• _Problem requirements_: Can you write out every line of the records again, requests included, and add 91 to each coordinate in the answers?

• _Entries supplied_:

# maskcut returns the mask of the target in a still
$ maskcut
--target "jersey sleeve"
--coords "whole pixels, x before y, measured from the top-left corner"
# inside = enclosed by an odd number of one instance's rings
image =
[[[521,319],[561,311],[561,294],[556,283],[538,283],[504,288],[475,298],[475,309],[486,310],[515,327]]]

• _Completed exercise_:
# maskcut returns the mask of the target in a still
$ maskcut
--target "jersey sleeve"
--coords "whole pixels, x before y, measured from the top-left corner"
# inside = enclosed by an odd number of one instance's rings
image =
[[[612,410],[652,402],[652,385],[647,374],[629,374],[595,379],[566,389],[566,400],[577,401],[606,418]]]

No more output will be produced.